▸ **Input**:
★ ★ ★ ★ ★ ★ ★
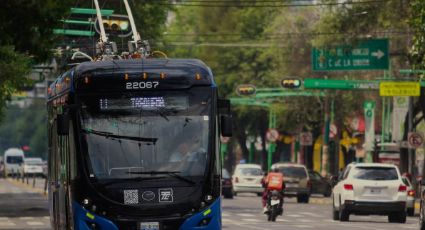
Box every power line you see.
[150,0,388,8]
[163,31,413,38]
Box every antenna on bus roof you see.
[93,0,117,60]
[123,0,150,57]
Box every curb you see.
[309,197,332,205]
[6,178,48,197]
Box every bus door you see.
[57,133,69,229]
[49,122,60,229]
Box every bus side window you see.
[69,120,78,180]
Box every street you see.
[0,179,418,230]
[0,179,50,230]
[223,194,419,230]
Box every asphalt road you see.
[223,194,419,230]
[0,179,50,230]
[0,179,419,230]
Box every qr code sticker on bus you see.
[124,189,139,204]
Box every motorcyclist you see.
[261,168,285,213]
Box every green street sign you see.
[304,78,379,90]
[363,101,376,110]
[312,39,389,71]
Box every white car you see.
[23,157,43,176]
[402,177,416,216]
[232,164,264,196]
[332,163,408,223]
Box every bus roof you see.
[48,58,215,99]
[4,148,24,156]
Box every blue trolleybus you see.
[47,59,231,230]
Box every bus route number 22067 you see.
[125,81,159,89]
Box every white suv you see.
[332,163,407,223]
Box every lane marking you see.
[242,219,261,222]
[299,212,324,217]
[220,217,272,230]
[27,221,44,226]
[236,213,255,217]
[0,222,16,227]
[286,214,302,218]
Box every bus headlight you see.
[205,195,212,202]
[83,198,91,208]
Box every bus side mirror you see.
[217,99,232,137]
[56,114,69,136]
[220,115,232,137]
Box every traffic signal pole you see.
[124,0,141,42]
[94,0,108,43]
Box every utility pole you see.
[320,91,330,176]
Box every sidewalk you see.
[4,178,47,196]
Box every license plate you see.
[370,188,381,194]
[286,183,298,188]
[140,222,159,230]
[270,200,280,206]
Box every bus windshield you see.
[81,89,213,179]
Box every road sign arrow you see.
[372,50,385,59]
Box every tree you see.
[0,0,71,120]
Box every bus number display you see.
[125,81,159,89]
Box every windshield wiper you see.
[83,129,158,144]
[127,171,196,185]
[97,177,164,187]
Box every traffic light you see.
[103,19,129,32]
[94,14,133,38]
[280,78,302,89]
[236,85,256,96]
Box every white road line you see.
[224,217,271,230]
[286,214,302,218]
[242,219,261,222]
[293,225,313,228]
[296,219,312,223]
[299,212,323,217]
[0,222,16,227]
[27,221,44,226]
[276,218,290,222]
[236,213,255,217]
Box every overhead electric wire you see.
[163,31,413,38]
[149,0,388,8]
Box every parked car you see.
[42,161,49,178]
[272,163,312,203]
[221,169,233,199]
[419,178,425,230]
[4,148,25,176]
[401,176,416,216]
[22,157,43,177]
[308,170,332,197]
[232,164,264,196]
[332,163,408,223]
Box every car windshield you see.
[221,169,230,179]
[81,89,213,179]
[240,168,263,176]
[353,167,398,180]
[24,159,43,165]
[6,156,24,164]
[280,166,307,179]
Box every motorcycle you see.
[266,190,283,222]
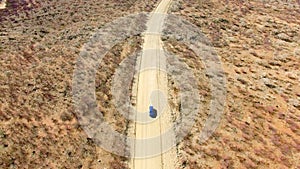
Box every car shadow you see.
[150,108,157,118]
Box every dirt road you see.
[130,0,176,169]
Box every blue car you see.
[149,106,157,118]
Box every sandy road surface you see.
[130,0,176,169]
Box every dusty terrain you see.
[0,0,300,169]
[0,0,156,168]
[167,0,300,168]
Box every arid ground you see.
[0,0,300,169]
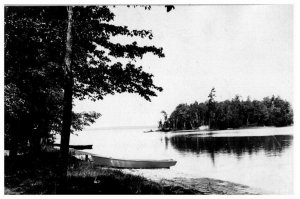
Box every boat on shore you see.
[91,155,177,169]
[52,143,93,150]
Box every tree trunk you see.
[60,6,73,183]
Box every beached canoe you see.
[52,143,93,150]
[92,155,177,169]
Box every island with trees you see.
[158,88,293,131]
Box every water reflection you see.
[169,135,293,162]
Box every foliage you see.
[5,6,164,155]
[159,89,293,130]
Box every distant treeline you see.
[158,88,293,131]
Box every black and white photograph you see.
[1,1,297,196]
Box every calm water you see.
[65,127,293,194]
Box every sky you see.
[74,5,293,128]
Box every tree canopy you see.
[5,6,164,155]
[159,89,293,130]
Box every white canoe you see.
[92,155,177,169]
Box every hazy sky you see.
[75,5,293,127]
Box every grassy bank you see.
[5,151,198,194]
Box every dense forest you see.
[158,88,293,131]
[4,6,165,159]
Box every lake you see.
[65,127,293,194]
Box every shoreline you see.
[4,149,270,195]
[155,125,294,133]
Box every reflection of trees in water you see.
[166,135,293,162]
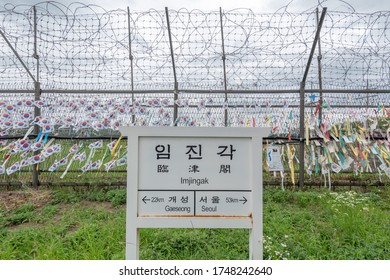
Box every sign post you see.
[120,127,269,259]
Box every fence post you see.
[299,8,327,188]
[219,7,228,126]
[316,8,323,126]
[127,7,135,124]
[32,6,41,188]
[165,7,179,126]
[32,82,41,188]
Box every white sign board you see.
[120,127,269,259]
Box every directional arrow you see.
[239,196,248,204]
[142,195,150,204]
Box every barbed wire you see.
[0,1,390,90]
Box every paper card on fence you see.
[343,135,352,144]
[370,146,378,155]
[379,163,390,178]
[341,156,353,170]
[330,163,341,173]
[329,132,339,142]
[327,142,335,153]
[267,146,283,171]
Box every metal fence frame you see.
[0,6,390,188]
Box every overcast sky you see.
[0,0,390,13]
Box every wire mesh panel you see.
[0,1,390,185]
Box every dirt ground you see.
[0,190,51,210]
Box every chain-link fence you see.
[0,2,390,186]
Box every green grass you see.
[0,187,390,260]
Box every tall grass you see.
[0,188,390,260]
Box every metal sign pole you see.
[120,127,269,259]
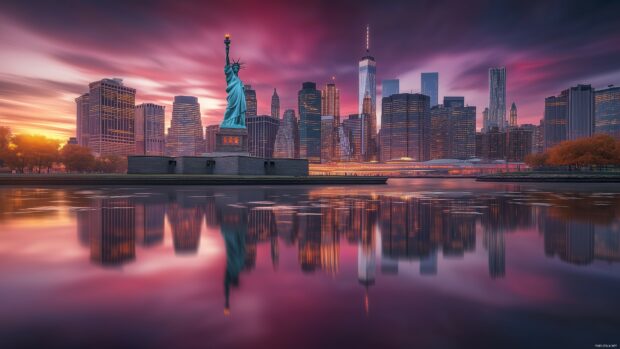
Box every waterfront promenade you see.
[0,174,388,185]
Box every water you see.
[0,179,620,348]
★ ★ ★ ★ ★ ★ ★
▸ **What the exercise asks**: Turn all of the records above into a Markdown table with the columns "Number" and "Line", one row per line, skipping blank lines and leaving out the pictures.

▸ **Exercise solution**:
| Number | Line |
|---|---|
| 1 | Box every power line you see. |
| 2 | [150,0,388,8] |
| 3 | [163,31,413,38] |
| 4 | Box every antenna on bus roof you see. |
| 5 | [93,0,117,60] |
| 6 | [123,0,150,57] |
| 7 | Box every curb you see. |
| 8 | [309,197,332,205] |
| 9 | [6,178,48,197] |
| 10 | Box every bus door you see. |
| 11 | [57,133,69,229] |
| 12 | [49,122,60,229] |
| 13 | Box every bus side window you see. |
| 14 | [69,120,78,180] |
| 15 | Box every street you see. |
| 16 | [0,179,418,230] |
| 17 | [0,179,50,230] |
| 18 | [223,194,419,230] |
| 19 | Box every asphalt road you see. |
| 20 | [223,194,419,230] |
| 21 | [0,179,50,230] |
| 22 | [0,179,419,230] |
| 23 | Box every qr code sticker on bus you see. |
| 24 | [124,189,139,204] |
| 25 | Box every motorcyclist you see. |
| 26 | [261,168,285,213] |
| 27 | Box every green street sign you see. |
| 28 | [304,78,379,90] |
| 29 | [363,101,376,110] |
| 30 | [312,39,389,71] |
| 31 | Box every white car you see. |
| 32 | [23,157,43,176] |
| 33 | [402,177,416,216] |
| 34 | [232,164,264,196] |
| 35 | [332,163,408,223] |
| 36 | Box every bus roof you see. |
| 37 | [48,58,215,99] |
| 38 | [4,148,24,156] |
| 39 | Box every blue trolleybus you see. |
| 40 | [47,59,231,230] |
| 41 | Box every bus route number 22067 you see. |
| 42 | [125,81,159,89] |
| 43 | Box every white suv you see. |
| 44 | [332,163,407,223] |
| 45 | Box every lane marking you see. |
| 46 | [242,219,261,222] |
| 47 | [299,212,324,217] |
| 48 | [220,217,272,230] |
| 49 | [27,221,44,226] |
| 50 | [236,213,255,217] |
| 51 | [0,222,16,227] |
| 52 | [286,214,302,218] |
| 53 | Box every bus headlight you see. |
| 54 | [205,195,212,202] |
| 55 | [83,198,91,208] |
| 56 | Box every bus side mirror you see. |
| 57 | [217,99,232,137] |
| 58 | [56,114,69,136] |
| 59 | [220,115,232,137] |
| 60 | Box every traffic signal pole you see. |
| 61 | [124,0,141,42] |
| 62 | [94,0,108,43] |
| 63 | Box every utility pole you see. |
| 64 | [320,91,330,176] |
| 65 | Box every sidewalk you see. |
| 66 | [4,178,47,196] |
| 67 | Box every license plate you see. |
| 68 | [370,188,381,194] |
| 69 | [286,183,298,188] |
| 70 | [140,222,159,230] |
| 71 | [270,200,280,206] |
| 72 | Box every bus windshield you see. |
| 73 | [81,89,213,179] |
| 74 | Box every road sign arrow you see. |
| 75 | [372,50,385,59] |
| 76 | Box every tree you see. |
| 77 | [0,0,71,120] |
| 78 | Box every bus number display you see. |
| 79 | [125,81,159,89] |
| 80 | Box every windshield wiper you see. |
| 81 | [83,129,158,144] |
| 82 | [127,171,196,185] |
| 83 | [97,177,164,187] |
| 84 | Box every traffic light you see. |
| 85 | [103,19,129,32] |
| 86 | [94,14,133,38] |
| 87 | [280,78,302,89] |
| 88 | [236,85,256,96] |
| 89 | Box every white road line you see. |
| 90 | [224,217,271,230] |
| 91 | [286,214,302,218] |
| 92 | [242,219,261,222] |
| 93 | [293,225,313,228] |
| 94 | [296,219,312,223] |
| 95 | [299,212,323,217] |
| 96 | [0,222,16,227] |
| 97 | [27,221,44,226] |
| 98 | [276,218,290,222] |
| 99 | [236,213,255,217] |
| 100 | Box every overhead electric wire you see. |
| 101 | [163,31,413,38] |
| 102 | [149,0,388,8] |
| 103 | Box every parked car you see. |
| 104 | [42,161,49,178] |
| 105 | [272,163,312,203] |
| 106 | [221,169,233,199] |
| 107 | [419,178,425,230] |
| 108 | [4,148,25,176] |
| 109 | [401,176,416,216] |
| 110 | [22,157,43,177] |
| 111 | [308,170,332,197] |
| 112 | [232,164,264,196] |
| 113 | [332,163,408,223] |
| 114 | Box every car windshield you see. |
| 115 | [221,169,230,179] |
| 116 | [81,89,213,179] |
| 117 | [240,168,263,176] |
| 118 | [353,167,398,180] |
| 119 | [24,159,43,165] |
| 120 | [6,156,24,164] |
| 121 | [280,166,307,179] |
| 122 | Box every motorcycle you see. |
| 123 | [266,190,283,222] |
| 124 | Box every car shadow you see. |
| 125 | [150,108,157,118] |
| 126 | Box every dirt road you see. |
| 127 | [130,0,176,169] |
| 128 | Box every blue car you see. |
| 129 | [149,106,157,118] |
| 130 | Box every sandy road surface you see. |
| 131 | [130,0,176,169] |
| 132 | Box every dusty terrain you see. |
| 133 | [0,0,300,169] |
| 134 | [0,0,156,168] |
| 135 | [167,0,300,168] |
| 136 | Box every arid ground you see. |
| 137 | [0,0,300,169] |
| 138 | Box every boat on shore you see. |
| 139 | [91,155,177,169] |
| 140 | [52,143,93,150] |
| 141 | Box every tree trunk you see. |
| 142 | [60,6,73,183] |
| 143 | Box every beached canoe you see. |
| 144 | [52,143,93,150] |
| 145 | [92,155,177,169] |
| 146 | Box every island with trees you see. |
| 147 | [158,88,293,131] |
| 148 | Box every water reflection you see. |
| 149 | [169,135,293,162] |
| 150 | Box every foliage you see. |
| 151 | [5,6,164,155] |
| 152 | [159,89,293,130] |
| 153 | Box every distant treeline you see. |
| 154 | [158,88,293,131] |
| 155 | Box every black and white photograph you see. |
| 156 | [1,1,297,196] |
| 157 | Box every calm water you see. |
| 158 | [65,127,293,194] |
| 159 | Box every sky you see. |
| 160 | [74,5,293,128] |
| 161 | Box every tree canopy you see. |
| 162 | [5,6,164,155] |
| 163 | [159,89,293,130] |
| 164 | Box every white canoe you see. |
| 165 | [92,155,177,169] |
| 166 | Box every hazy sky you see. |
| 167 | [75,5,293,127] |
| 168 | Box every grassy bank you see. |
| 169 | [5,151,198,194] |
| 170 | Box every dense forest you see. |
| 171 | [158,88,293,131] |
| 172 | [4,6,165,159] |
| 173 | Box every lake you see. |
| 174 | [65,127,293,194] |
| 175 | Box every shoreline you see. |
| 176 | [4,149,270,195] |
| 177 | [155,125,294,133] |
| 178 | Box every reflection of trees in water you see. |
| 179 | [166,135,293,162] |
| 180 | Box every sign post you see. |
| 181 | [120,127,269,259] |
| 182 | Box every fence post you see. |
| 183 | [299,8,327,188] |
| 184 | [219,7,228,126] |
| 185 | [316,8,323,126] |
| 186 | [127,7,135,124] |
| 187 | [32,6,41,188] |
| 188 | [165,7,179,126] |
| 189 | [32,82,41,188] |
| 190 | Box every white sign board you see. |
| 191 | [120,127,269,259] |
| 192 | Box every directional arrow you see. |
| 193 | [239,196,248,204] |
| 194 | [142,195,150,204] |
| 195 | Box every barbed wire you see. |
| 196 | [0,1,390,90] |
| 197 | Box every paper card on fence you see. |
| 198 | [343,135,352,144] |
| 199 | [370,146,378,155] |
| 200 | [379,163,390,178] |
| 201 | [341,156,353,170] |
| 202 | [330,163,341,173] |
| 203 | [329,132,339,142] |
| 204 | [327,142,335,153] |
| 205 | [267,146,283,171] |
| 206 | Box every metal fence frame you see. |
| 207 | [0,6,390,188] |
| 208 | Box every overcast sky you see. |
| 209 | [0,0,390,13] |
| 210 | Box every wire mesh panel you see. |
| 211 | [0,1,390,185] |
| 212 | Box every dirt ground you see. |
| 213 | [0,190,51,210] |
| 214 | Box every chain-link fence you see. |
| 215 | [0,2,390,186] |
| 216 | Box every green grass you see. |
| 217 | [0,187,390,260] |
| 218 | Box every tall grass you see. |
| 219 | [0,188,390,260] |
| 220 | Box every metal sign pole you see. |
| 221 | [120,127,269,259] |
| 222 | Box every waterfront promenade you see. |
| 223 | [0,174,388,185] |
| 224 | Box every water you see. |
| 225 | [0,179,620,348] |